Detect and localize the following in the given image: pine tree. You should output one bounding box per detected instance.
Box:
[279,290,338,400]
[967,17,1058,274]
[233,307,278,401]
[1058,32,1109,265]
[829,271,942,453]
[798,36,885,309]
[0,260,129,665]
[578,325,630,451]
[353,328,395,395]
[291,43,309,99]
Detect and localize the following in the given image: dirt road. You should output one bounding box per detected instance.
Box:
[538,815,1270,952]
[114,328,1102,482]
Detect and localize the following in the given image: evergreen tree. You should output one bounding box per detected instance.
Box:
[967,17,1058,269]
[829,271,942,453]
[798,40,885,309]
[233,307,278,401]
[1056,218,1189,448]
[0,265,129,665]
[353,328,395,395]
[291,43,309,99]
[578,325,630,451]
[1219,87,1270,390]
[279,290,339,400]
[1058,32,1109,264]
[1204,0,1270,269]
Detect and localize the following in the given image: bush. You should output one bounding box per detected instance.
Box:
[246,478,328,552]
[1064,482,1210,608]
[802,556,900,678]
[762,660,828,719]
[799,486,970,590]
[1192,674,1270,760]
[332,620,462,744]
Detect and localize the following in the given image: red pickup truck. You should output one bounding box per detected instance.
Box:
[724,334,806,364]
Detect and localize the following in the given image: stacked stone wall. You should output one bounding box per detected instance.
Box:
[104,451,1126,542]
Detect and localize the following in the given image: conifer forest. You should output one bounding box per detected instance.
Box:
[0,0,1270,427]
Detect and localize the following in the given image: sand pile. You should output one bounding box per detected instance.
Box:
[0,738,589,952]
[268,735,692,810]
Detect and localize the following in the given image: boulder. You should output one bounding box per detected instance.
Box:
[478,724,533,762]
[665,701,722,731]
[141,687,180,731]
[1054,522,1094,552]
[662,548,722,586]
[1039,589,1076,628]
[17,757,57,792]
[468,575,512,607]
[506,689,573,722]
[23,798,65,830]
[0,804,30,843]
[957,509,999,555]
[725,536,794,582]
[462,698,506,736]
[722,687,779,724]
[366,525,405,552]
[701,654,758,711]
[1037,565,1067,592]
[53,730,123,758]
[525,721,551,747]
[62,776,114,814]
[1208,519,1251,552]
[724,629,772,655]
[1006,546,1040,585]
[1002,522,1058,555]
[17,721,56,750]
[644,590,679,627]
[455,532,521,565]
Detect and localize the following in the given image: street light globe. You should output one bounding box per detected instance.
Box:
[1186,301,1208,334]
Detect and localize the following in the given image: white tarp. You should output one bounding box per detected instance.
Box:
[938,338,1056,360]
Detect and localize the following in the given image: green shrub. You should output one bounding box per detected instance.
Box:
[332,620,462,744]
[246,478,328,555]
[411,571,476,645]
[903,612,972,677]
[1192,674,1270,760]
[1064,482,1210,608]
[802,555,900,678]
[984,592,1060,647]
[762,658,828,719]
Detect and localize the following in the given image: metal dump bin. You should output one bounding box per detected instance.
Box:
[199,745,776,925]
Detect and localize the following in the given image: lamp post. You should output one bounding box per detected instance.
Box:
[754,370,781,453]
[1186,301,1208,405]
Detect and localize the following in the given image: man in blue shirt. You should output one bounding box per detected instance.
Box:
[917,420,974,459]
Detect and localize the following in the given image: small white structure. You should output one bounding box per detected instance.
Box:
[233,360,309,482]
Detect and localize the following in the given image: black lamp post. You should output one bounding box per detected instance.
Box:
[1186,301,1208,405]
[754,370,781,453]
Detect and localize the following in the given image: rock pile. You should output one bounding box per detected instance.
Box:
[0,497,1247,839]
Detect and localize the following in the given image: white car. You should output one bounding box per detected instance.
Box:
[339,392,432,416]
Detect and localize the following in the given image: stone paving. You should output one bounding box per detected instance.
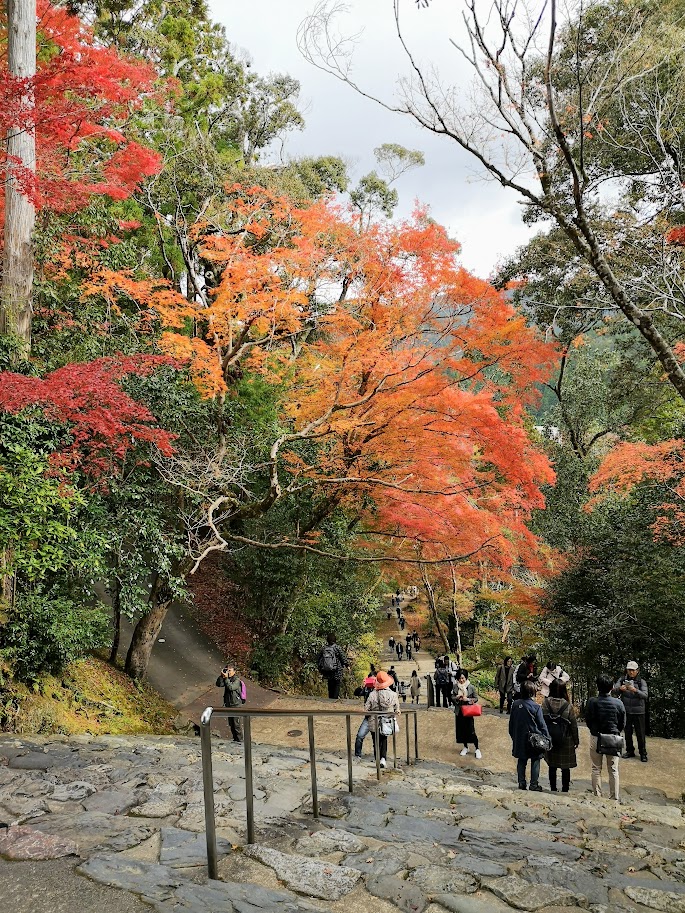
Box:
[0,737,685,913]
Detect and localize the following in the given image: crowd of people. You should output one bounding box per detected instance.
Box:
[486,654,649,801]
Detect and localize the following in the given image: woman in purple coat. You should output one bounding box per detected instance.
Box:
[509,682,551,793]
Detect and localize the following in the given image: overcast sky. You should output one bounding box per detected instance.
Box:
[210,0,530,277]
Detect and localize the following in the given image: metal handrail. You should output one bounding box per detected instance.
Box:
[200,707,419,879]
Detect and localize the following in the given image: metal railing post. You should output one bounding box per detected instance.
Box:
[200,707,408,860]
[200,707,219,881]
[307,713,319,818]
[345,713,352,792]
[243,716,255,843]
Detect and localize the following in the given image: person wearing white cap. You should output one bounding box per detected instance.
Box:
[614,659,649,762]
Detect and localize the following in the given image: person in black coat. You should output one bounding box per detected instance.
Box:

- - - - -

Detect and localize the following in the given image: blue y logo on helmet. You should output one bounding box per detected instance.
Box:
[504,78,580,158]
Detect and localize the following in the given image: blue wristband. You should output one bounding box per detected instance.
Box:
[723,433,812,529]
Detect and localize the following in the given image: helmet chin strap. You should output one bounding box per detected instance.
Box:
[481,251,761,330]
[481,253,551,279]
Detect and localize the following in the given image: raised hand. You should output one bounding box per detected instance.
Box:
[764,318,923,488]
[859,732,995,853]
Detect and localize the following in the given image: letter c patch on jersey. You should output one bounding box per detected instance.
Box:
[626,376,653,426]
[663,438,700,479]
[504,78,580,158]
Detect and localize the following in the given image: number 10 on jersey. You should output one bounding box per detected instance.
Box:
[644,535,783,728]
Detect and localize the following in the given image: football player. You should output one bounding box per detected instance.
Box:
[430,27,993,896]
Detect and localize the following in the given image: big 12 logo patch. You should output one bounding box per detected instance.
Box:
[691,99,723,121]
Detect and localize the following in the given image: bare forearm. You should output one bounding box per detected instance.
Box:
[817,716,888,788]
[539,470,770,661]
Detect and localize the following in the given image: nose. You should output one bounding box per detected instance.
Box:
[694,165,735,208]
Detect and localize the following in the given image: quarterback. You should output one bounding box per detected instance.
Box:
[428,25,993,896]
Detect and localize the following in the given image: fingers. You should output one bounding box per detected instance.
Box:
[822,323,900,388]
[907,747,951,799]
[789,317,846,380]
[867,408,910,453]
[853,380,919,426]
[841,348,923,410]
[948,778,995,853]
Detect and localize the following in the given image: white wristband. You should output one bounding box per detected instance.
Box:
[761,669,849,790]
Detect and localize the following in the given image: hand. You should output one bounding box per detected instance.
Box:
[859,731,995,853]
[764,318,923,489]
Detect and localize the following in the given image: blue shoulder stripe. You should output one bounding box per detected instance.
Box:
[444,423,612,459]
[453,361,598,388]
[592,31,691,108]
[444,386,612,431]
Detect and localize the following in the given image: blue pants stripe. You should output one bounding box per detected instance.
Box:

- - - - -

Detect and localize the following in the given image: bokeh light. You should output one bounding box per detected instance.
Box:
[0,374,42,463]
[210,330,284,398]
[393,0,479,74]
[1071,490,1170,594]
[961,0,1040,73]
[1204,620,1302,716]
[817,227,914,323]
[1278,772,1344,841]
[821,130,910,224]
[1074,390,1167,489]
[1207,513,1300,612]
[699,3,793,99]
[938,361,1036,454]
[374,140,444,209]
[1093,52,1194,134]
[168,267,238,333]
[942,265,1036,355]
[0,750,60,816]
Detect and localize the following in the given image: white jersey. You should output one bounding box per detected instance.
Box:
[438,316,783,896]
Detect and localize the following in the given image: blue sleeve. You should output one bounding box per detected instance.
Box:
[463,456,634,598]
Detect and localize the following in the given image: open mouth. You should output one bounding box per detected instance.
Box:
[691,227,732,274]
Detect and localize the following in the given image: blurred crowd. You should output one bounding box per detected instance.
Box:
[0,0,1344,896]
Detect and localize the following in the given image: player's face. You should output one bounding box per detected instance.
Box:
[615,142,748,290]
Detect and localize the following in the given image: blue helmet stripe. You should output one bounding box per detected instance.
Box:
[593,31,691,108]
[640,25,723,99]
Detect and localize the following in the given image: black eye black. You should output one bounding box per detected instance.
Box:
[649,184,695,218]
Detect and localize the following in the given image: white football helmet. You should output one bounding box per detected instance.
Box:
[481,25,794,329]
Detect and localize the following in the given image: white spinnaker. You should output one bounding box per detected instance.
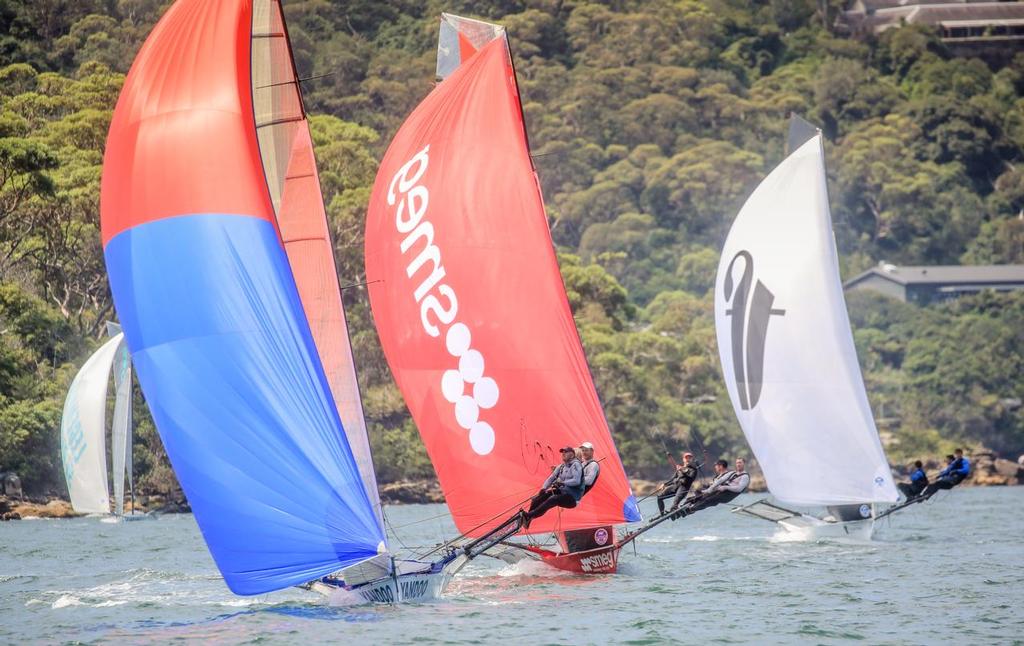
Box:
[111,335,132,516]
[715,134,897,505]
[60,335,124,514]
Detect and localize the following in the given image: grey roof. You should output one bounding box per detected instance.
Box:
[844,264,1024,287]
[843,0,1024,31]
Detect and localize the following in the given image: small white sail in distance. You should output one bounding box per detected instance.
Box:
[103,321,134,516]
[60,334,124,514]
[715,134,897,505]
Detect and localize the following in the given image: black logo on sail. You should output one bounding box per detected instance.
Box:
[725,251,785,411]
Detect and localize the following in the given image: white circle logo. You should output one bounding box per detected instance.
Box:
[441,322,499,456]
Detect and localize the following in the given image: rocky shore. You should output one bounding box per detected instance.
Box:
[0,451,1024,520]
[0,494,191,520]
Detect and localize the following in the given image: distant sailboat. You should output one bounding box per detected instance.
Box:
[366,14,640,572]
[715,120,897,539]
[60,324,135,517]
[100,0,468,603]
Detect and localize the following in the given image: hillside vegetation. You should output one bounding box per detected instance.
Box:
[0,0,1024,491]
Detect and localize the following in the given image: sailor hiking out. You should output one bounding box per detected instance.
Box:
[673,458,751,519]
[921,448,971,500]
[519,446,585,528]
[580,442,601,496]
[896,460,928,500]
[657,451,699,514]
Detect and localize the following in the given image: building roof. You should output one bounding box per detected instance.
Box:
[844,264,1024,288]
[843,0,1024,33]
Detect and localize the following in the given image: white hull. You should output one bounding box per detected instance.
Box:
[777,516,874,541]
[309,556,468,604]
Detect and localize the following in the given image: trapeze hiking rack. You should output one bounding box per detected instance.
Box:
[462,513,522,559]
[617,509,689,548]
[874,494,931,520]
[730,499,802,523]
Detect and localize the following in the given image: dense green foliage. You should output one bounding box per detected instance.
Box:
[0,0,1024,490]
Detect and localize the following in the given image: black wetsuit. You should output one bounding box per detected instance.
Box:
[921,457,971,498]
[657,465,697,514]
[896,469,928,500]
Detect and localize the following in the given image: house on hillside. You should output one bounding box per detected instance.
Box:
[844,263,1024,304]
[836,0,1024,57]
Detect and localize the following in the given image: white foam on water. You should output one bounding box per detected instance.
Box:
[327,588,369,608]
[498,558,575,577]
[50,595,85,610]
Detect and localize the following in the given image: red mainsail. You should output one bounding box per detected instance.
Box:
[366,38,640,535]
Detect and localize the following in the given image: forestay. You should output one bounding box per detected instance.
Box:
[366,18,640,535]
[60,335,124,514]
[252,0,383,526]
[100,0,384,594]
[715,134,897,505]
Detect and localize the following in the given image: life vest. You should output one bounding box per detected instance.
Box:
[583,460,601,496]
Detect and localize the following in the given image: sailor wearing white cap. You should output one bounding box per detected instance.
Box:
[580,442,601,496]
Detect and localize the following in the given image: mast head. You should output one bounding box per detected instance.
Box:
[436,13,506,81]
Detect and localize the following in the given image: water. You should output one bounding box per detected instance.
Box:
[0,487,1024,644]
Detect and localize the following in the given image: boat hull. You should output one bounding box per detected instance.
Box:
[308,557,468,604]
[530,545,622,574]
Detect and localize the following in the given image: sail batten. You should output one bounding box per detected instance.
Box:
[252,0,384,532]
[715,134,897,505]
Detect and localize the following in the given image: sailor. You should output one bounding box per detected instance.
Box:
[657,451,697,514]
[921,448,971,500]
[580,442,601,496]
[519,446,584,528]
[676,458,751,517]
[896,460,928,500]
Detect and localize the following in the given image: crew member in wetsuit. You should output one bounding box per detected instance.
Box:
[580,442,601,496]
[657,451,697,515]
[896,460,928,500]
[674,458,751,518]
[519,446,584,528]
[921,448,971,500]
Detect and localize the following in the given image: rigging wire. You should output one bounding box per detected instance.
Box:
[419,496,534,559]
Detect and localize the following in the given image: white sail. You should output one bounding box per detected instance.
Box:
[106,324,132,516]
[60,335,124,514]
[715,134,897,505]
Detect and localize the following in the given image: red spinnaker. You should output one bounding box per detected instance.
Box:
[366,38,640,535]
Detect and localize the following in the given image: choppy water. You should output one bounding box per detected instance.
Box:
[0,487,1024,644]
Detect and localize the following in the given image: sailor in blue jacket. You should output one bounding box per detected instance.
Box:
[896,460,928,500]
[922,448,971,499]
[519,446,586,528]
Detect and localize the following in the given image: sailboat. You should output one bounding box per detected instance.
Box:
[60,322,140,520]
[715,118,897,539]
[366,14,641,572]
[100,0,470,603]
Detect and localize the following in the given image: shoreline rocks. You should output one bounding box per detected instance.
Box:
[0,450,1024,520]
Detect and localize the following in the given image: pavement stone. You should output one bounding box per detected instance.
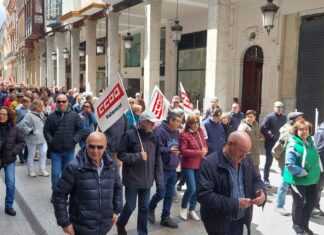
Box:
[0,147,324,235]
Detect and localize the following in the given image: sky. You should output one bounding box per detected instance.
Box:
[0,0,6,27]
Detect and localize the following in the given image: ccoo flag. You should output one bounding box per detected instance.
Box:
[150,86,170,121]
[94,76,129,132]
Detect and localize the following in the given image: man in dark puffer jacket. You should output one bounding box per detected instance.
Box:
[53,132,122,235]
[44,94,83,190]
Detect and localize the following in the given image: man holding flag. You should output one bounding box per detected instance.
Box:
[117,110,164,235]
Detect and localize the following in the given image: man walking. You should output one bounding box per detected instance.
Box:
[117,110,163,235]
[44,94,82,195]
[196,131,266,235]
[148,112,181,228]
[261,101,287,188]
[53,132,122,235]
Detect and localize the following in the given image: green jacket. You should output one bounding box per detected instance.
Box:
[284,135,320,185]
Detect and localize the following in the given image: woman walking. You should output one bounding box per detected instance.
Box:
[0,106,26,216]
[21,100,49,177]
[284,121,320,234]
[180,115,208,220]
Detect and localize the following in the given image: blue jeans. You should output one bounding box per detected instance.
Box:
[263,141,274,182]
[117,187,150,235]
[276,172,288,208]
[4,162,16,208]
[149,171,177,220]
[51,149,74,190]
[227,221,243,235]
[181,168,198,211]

- - - - -

(Exercise details): Retype the records verbatim, from the line containing "image: green shrub." through the line containing "[339,392,432,416]", inclusive of both.

(Exercise output):
Detect and localize the following in the given image: green shrub. You should output one bounding box per detected instance.
Box:
[332,620,462,744]
[246,478,328,555]
[411,571,476,645]
[903,612,972,677]
[1192,674,1270,760]
[1064,482,1210,608]
[802,555,900,678]
[984,592,1060,647]
[762,658,828,719]
Detect and localize the following in the given image: metal dump bin. You should output one bounding box per detected instance.
Box:
[199,745,776,925]
Detect and localize the following in the given image: lamp post. You should output one bounding box per detected instance.
Box:
[754,370,781,453]
[1186,301,1208,405]
Detect and localize the following in the given image: man in blue shirt. You should output one bounding box per detected instance.
Box:
[917,420,974,459]
Detect and localize the following in the given image: small white structure. You should output one bounding box per detected instance.
Box:
[233,360,309,482]
Detect and localize the following in the given image: black lamp post. You should output one bounding box per detected instance.
Box:
[1186,301,1208,405]
[754,370,781,453]
Detect and localize the following in the given image: rock pile. You should output one bounding box per detected instance.
Box:
[0,497,1247,839]
Detect and localize the following in the given image: white car. You should output one bounding box per detected instance.
Box:
[339,392,432,416]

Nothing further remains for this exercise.